* [PASSAGE FOR REVIEW]:
☆ ☆ ☆ ☆
In Leviathan, Thomas Hobbes defined the State as an “automaton.” When we organize society politically, that means putting into motion a series of processes, mechanisms and procedures that constitute the administrative technology of bureaucracy. The machinery of modern democracy was constructed in the age of the nation states, hierarchical organizational structures, the division of labor and the industrialized economy, a world that has been largely overtaken by technology that is digital, de-localized, decentralized and structured in the form of a network.

What happens to politics and its specific institutions when the technological environment changes in this way? What political transformations do we associate with robotization, digitalizing and automation? It is still hard to know, and perhaps that ignorance explains the fact that two types of diagnoses have been formulated, and they both imply, although for opposite motives, a type of farewell to politics: the prophets of enthusiasm announce the absolute power of technology over politics, which they consider a fundamentally positive outcome. What we call the “internet of things” is also going to transform political practices, and there are those who prophesize that it could even fulfill the role of repairing or replacing political structures that are weakened or absent. New technology could solve problems that the old politics could not handle. The other conclusion is pessimistic to the extent that the new technological environment is necessarily associated with the government’s loss of control over social processes and the de-democratization of political decisions. Technophilia and technophobia share the supposition that the logic of technology can replace the logic of politics; the only distinction is whether they believe this is good or bad news.
☆ ☆ ☆ ☆
Referring expression pointing data

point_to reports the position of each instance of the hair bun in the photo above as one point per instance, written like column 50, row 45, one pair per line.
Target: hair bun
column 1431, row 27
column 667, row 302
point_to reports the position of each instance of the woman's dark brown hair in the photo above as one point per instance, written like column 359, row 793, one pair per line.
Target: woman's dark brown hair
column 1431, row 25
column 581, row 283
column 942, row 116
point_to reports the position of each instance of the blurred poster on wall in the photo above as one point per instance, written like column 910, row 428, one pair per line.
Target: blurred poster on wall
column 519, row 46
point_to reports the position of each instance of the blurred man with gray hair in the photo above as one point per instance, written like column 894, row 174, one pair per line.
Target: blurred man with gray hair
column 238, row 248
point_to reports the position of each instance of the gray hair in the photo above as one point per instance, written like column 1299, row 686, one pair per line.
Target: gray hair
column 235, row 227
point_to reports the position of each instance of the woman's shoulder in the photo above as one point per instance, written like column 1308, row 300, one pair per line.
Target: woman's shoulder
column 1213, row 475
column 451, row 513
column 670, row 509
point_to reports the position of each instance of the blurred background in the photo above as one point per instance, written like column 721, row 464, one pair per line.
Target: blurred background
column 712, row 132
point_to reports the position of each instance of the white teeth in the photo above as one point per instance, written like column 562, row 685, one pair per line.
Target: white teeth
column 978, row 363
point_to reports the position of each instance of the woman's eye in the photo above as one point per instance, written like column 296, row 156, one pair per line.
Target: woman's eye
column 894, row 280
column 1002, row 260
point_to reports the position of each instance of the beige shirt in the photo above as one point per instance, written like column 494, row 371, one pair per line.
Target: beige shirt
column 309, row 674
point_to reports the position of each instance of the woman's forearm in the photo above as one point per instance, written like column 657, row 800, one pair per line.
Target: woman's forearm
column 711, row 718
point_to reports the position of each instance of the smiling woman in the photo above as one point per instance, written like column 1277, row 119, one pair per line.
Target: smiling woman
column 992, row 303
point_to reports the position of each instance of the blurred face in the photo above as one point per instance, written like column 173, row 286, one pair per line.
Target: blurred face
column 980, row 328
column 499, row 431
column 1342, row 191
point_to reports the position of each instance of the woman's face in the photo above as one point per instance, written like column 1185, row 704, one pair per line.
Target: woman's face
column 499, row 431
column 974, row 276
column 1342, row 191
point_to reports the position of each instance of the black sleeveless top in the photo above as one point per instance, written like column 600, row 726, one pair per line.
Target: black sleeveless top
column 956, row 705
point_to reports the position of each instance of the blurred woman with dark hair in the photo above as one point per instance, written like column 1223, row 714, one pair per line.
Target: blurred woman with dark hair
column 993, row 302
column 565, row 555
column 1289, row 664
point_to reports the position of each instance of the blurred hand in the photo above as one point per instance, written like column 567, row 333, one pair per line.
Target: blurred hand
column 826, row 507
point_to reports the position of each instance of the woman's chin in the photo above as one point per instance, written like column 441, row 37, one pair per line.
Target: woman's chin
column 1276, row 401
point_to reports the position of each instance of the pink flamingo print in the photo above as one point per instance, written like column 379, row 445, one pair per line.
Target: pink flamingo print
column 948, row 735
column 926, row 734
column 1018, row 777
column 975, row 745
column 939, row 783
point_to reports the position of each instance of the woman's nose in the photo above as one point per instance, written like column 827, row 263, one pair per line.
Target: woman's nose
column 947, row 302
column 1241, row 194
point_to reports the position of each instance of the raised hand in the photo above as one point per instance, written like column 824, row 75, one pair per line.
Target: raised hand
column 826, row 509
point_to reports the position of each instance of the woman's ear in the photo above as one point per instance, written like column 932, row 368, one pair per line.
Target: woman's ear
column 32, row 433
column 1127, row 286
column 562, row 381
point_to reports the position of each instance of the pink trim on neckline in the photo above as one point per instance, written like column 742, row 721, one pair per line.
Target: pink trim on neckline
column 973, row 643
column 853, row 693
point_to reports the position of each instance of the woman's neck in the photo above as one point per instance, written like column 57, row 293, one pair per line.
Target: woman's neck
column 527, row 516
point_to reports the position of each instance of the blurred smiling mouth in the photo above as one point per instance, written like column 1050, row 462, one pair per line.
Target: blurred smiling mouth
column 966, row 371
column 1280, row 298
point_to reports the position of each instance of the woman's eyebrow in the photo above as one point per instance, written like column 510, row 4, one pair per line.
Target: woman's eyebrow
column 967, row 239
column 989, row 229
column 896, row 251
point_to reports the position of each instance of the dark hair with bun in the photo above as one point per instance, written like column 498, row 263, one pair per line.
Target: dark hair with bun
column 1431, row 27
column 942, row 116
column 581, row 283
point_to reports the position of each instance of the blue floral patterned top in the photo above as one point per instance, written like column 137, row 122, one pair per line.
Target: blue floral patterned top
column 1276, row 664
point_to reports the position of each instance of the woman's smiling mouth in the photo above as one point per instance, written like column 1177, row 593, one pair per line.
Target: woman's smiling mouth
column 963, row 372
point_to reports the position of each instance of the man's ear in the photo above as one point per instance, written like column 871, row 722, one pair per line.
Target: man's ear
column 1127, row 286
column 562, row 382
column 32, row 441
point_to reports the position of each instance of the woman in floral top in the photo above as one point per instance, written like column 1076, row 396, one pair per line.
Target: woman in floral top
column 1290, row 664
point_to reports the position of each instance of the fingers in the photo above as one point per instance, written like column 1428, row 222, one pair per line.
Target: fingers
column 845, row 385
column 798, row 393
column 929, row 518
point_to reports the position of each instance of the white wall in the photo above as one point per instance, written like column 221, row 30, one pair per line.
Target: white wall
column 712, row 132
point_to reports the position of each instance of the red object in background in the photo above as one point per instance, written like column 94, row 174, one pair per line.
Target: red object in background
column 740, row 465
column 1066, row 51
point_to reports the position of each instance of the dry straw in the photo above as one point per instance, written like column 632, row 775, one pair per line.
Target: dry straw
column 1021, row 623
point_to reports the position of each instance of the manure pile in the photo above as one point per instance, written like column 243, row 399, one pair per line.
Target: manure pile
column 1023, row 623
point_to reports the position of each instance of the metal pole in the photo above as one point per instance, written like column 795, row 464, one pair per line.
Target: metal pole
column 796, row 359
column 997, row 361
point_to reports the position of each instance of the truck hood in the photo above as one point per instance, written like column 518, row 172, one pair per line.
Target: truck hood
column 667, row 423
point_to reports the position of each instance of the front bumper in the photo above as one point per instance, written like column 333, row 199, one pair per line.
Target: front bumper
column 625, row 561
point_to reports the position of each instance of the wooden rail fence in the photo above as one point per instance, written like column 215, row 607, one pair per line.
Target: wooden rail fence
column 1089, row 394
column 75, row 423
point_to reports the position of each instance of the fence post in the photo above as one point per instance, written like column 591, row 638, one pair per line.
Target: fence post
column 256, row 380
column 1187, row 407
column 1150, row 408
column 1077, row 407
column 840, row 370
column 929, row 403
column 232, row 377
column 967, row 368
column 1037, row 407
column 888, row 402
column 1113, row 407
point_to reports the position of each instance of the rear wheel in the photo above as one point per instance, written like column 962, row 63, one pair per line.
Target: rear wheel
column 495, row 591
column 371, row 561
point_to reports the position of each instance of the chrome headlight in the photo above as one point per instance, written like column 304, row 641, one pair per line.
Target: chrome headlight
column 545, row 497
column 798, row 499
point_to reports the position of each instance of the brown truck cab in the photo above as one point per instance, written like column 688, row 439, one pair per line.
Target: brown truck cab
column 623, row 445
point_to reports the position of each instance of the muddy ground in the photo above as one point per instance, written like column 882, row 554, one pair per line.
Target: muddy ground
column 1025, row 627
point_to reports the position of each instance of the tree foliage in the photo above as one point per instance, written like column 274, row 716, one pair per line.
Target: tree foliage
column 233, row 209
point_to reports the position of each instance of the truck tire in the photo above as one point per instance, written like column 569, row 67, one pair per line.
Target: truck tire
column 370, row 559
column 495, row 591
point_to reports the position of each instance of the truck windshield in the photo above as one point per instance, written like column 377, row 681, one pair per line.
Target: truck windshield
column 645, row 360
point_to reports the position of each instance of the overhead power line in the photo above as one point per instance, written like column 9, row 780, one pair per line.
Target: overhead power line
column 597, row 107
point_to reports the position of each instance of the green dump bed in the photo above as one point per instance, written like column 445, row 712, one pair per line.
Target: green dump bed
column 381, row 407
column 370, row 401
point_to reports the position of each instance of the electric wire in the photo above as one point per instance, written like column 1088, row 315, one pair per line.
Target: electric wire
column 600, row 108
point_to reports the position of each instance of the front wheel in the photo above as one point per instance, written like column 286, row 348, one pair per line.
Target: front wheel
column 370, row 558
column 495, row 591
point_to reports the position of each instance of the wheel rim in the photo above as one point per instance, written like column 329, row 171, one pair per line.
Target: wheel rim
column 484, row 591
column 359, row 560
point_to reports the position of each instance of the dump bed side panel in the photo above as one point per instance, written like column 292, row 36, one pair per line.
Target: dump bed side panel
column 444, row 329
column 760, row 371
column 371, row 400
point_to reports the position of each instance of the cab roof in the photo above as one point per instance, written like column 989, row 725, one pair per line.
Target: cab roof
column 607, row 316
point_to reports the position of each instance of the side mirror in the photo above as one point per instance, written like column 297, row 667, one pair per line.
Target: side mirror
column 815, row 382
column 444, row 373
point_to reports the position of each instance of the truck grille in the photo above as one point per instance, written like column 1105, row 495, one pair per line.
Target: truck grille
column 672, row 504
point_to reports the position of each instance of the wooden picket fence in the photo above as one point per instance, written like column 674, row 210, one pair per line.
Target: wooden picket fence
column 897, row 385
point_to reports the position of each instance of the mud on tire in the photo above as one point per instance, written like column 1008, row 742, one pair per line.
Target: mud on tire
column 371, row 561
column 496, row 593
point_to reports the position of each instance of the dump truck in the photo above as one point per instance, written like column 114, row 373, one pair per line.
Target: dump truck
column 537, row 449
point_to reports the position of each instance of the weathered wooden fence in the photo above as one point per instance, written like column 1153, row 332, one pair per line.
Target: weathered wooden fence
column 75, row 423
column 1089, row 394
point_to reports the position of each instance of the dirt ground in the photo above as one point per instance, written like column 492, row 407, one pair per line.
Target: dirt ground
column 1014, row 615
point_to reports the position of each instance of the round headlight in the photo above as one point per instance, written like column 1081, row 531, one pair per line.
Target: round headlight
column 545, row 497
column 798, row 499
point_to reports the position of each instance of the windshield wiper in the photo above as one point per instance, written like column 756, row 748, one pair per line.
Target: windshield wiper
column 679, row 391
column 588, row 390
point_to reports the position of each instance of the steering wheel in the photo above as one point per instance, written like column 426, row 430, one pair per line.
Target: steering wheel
☆ ☆ ☆ ☆
* [REQUIRED WORK]:
[a] Rewrite the passage on technology and politics starting at "In Leviathan, Thomas" and ending at "of a network.", substituting "administration" for "bureaucracy".
[b] Write the next part of the passage on technology and politics, picking up after its final sentence.

* [PER-TASK ANSWERS]:
[a]
In Leviathan, Thomas Hobbes defined the State as an “automaton.” When we organize society politically, that means putting into motion a series of processes, mechanisms and procedures that constitute the administrative technology of administration. The machinery of modern democracy was constructed in the age of the nation states, hierarchical organizational structures, the division of labor and the industrialized economy, a world that has been largely overtaken by technology that is digital, de-localized, decentralized and structured in the form of a network.

[b]
In a short time, we have gone from cyber-enthusiasm to techno-concern; instead of understanding new technologies as sources of empowerment, we increasingly see them as artifacts that remove our control. There is a certain popular revolt against technology: consider anti-Uber protests, concerns about accidents by driverless cars, the distrust of genetically modified crops or trade union suspicions regarding workplace automation. The internet, which was hailed as a promoter of democratization, is now seen as an intruder, whether in the private realm or in electoral processes. The larger the big data companies grow, the more restricted we find the realms in which we still have autonomous decision-making abilities.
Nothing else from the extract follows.